According to the announcement about the Financial Restructuring Board for Local Governments, who will chair the new board?

Begin QUOTED PASSAGE

Governor Andrew M. Cuomo, Senate Majority Coalition Co-Leaders Dean Skelos and Jeff Klein, and Assembly Speaker Sheldon Silver today announced an agreement on legislation that will create a Financial Restructuring Board for Local Governments as well as reform the binding arbitration process to help eligible municipalities manage their finances and provide public services in a more cost-effective manner. The legislation includes an alternative binding arbitration process that municipalities and unions could voluntarily opt for to resolve contract issues in an expedited process.
“Localities across the state are facing a growing financial crisis of soaring retirement costs while their populations stagnate and property values drop,” Governor Cuomo said. “The only options for struggling municipalities cannot be bankruptcy or being subject to a financial control board. This legislation would create a Financial Restructuring Board for fiscally distressed cities to turn to in difficult times. By helping localities to make tough decisions and manage their finances now, the State as a whole will benefit in the long term because we simply cannot afford to kick the can down the road any longer. I thank my partners in the Legislature for reaching an agreement on this critical legislation for our communities.”
Senate Majority Coalition Co-Leader Dean G. Skelos said, “I am pleased that we have reached an agreement with the Governor and Assembly to offer new tools to allow municipalities to put themselves on firmer fiscal footing for the future. The agreement establishes clear ‘ability to pay’ standards that arbitration panels must follow and gives eligible cities the option to have their finances reviewed by a board of fiscal experts, who will provide recommendations that can leverage state efficiency grants. By doing so, we have strengthened the hand of cities and extended additional protection to hardworking taxpayers.”
Senate Majority Coalition Co-Leader and Independent Democratic Conference Leader Jeffrey D. Klein said, “It’s important that we help struggling cities shore up their finances in the long term. This is a fair, meaningful, and fiscally sound way of providing doing exactly that.”
Assembly Speaker Sheldon Silver said, “Today’s agreement would ensure collective bargaining binding arbitration agreements are resolved in a fair and balanced manner, based on both a municipality’s ability to pay and the merits of the employees involved.”
Senator Jack M. Martins said, “At a time when many of our municipalities are struggling through this difficult time, it is incumbent on us to do anything we can do to assist them in continuing to provide vital services to our residents.”
The legislation to offer assistance to “fiscally eligible municipalities” includes the following details:
Financial Restructuring Board for Local Governments
The legislation will establish a new, 10-member Financial Restructuring Board that would be available year round to offer assistance to eligible localities. Membership will include the Budget Director who will serve as Chair, the State Comptroller, the Attorney General, the Secretary of State, and six other members appointed by the Governor. Of these six appointees, one will be recommended by the Temporary President of the Senate, and one will be recommended by the Speaker of the Assembly. At least one of the Governor’s appointees will have significant municipal financial and restructuring experience.

End QUOTED PASSAGE
Begin RECORD EXTRACTS

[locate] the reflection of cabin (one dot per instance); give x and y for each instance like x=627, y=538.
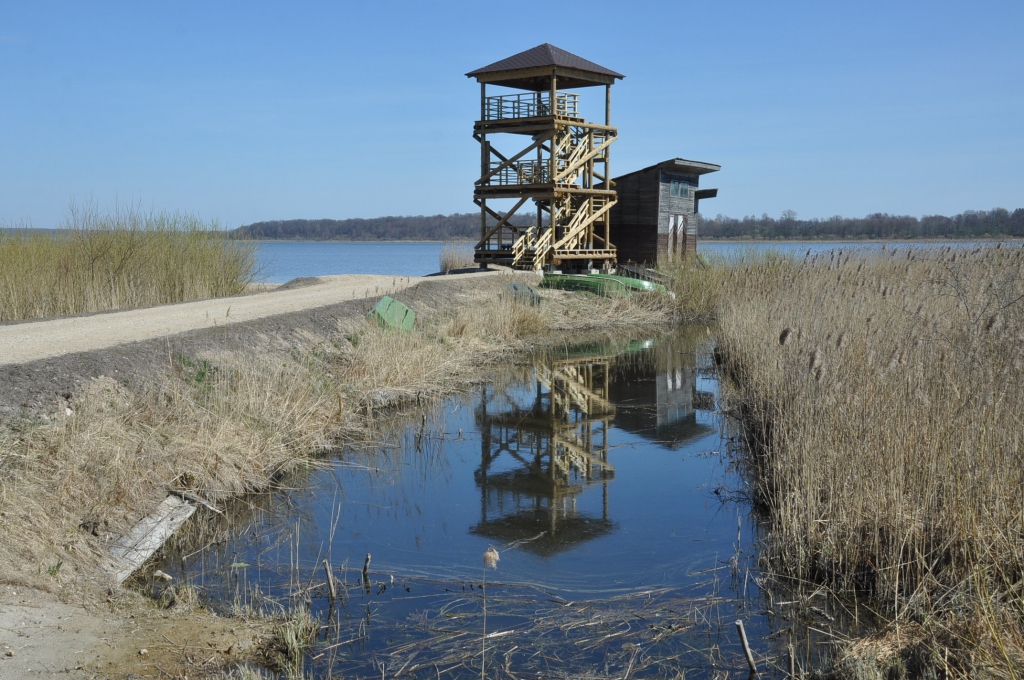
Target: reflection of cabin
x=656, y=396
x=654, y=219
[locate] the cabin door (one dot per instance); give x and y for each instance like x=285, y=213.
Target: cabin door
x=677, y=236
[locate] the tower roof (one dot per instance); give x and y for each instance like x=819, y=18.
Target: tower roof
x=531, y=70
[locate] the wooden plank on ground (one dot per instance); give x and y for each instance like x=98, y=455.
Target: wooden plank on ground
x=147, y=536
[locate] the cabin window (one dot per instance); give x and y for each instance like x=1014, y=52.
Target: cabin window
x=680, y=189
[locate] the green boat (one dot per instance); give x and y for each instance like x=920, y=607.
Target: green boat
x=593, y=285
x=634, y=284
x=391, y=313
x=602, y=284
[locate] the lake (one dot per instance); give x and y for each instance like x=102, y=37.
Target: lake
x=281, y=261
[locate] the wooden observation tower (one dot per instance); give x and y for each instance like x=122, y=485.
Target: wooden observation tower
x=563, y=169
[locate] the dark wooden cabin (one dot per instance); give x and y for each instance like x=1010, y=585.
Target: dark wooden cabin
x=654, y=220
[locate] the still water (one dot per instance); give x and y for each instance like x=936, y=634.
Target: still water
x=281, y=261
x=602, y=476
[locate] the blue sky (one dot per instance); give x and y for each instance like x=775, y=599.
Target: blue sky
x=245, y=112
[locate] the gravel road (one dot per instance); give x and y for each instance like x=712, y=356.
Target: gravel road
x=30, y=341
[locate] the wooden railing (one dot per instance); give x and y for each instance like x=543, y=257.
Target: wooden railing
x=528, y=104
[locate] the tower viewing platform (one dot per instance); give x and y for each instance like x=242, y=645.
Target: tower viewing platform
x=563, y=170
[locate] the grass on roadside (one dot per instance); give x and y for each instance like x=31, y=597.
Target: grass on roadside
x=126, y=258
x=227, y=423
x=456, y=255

End RECORD EXTRACTS

SOLUTION TO THE EXERCISE » The Budget Director will serve as Chair.